[[ Extract open ]]
The term "Thin film solar panels" refers to the fact that these types of solar panels use a much thinner level of photovoltaic material then mono-crystalline or multi-crystalline solar panels. Thin film solar cells consist of layers of active materials about 10 nm thick compared with 200- to 300-nm layers for crystalline-silicon cells.
The semiconductor junctions are formed in different ways, either as a p-i-n device in amorphous silicon (A-Si), or as a hetero-junction (e.g. with a thin cadmium sulfide layer) for CdTe and CIGS panels. A transparent conducting oxide layer (such as tin oxide) forms the front electrical contact of the cell, and a metal layer forms the rear contact.
The primary objective of manufacturers of these solar panels is to reduce the overall price per watt to make solar competitive (on a capital investment cost basis) with fuel based power generating technologies (i.e., nuclear, coal, and gas). The original goal was to break $1.00 per watt - but now that has been breached, the new goal is $0.70 / watt of peak power.
[[ Extract closed ]]
[[ Supplied material open ]]
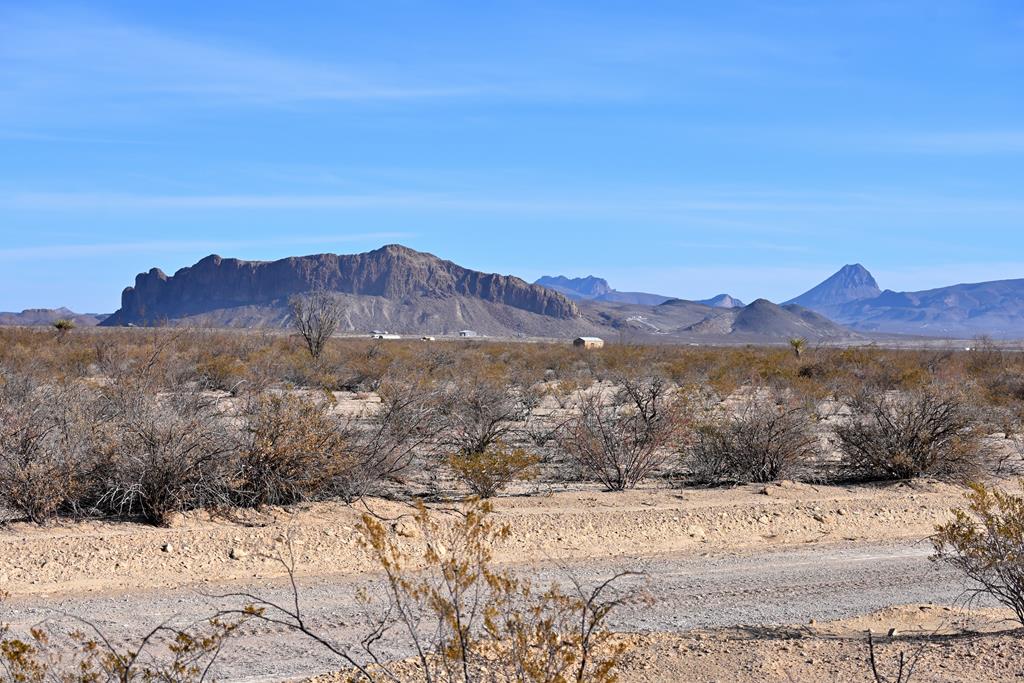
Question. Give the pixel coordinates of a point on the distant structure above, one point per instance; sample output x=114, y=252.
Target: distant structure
x=588, y=342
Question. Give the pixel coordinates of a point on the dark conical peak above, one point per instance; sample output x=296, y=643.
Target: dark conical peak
x=581, y=288
x=851, y=283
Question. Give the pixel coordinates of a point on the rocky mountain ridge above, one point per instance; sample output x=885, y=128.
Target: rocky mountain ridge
x=392, y=272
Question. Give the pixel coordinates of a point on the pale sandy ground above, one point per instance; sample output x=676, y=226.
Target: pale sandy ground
x=117, y=556
x=97, y=561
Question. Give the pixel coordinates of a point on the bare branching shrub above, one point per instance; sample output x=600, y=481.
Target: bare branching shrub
x=766, y=439
x=985, y=542
x=291, y=449
x=315, y=316
x=43, y=445
x=485, y=474
x=387, y=440
x=467, y=622
x=900, y=435
x=162, y=454
x=904, y=666
x=478, y=410
x=622, y=438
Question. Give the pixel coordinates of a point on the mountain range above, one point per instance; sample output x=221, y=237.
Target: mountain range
x=597, y=289
x=852, y=297
x=410, y=292
x=33, y=316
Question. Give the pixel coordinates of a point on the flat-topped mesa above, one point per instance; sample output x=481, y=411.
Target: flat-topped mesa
x=392, y=271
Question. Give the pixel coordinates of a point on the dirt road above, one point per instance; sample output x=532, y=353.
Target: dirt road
x=820, y=582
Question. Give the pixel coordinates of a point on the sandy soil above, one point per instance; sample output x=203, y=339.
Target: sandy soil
x=940, y=643
x=200, y=548
x=726, y=567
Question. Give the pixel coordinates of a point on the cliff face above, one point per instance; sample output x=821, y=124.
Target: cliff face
x=393, y=272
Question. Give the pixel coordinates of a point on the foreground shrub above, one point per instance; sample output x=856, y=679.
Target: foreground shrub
x=87, y=655
x=623, y=438
x=487, y=473
x=927, y=432
x=162, y=454
x=43, y=446
x=766, y=439
x=466, y=621
x=986, y=543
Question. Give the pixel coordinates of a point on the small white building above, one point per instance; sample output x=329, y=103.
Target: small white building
x=588, y=342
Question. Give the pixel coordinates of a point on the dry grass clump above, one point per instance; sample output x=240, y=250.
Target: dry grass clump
x=985, y=541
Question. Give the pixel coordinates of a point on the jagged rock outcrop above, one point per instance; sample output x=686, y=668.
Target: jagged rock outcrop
x=394, y=272
x=38, y=316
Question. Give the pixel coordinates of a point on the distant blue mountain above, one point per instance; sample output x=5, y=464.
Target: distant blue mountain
x=597, y=289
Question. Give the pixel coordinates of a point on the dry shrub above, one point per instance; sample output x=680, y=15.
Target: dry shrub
x=42, y=446
x=480, y=409
x=485, y=474
x=768, y=438
x=161, y=454
x=901, y=435
x=388, y=439
x=85, y=654
x=623, y=438
x=223, y=373
x=985, y=542
x=291, y=449
x=466, y=621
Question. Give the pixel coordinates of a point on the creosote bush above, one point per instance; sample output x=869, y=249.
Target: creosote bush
x=899, y=435
x=291, y=449
x=485, y=474
x=985, y=542
x=467, y=621
x=622, y=436
x=43, y=446
x=85, y=654
x=766, y=439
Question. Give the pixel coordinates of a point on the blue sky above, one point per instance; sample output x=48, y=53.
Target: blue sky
x=685, y=148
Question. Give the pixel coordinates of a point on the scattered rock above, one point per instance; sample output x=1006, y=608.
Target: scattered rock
x=406, y=529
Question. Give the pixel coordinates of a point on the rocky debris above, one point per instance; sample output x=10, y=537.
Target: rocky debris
x=406, y=528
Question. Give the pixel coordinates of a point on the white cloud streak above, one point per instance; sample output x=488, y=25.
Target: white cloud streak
x=665, y=202
x=57, y=57
x=65, y=251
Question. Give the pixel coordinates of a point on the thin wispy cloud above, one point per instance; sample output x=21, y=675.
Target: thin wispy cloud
x=55, y=58
x=83, y=250
x=642, y=203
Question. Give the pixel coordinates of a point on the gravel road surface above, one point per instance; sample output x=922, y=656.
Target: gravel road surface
x=788, y=586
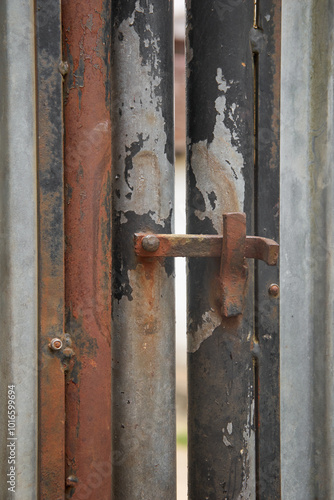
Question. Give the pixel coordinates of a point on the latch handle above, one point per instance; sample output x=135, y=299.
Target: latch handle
x=233, y=247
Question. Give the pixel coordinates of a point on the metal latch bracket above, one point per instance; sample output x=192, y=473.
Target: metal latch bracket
x=233, y=247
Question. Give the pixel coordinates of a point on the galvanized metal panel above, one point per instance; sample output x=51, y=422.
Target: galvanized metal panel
x=18, y=246
x=306, y=257
x=233, y=54
x=143, y=418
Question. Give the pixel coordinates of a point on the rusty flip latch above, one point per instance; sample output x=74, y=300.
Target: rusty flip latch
x=233, y=247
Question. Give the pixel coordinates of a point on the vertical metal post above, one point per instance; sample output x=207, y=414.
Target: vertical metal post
x=307, y=194
x=18, y=252
x=265, y=42
x=86, y=50
x=233, y=114
x=143, y=417
x=221, y=451
x=51, y=249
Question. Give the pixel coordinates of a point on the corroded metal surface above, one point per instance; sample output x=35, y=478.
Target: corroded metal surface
[[ Supplied material closed ]]
* _Problem requirements_:
Please answer these questions from the text on thin film solar panels:
1. How thick are the layers of active materials in thin film solar cells?
2. What forms the front electrical contact of the cell?
3. What is the new price goal now that $1.00 per watt has been breached?

* _Task output_:
1. About 10 nm.
2. A transparent conducting oxide layer, such as tin oxide.
3. $0.70 per watt of peak power.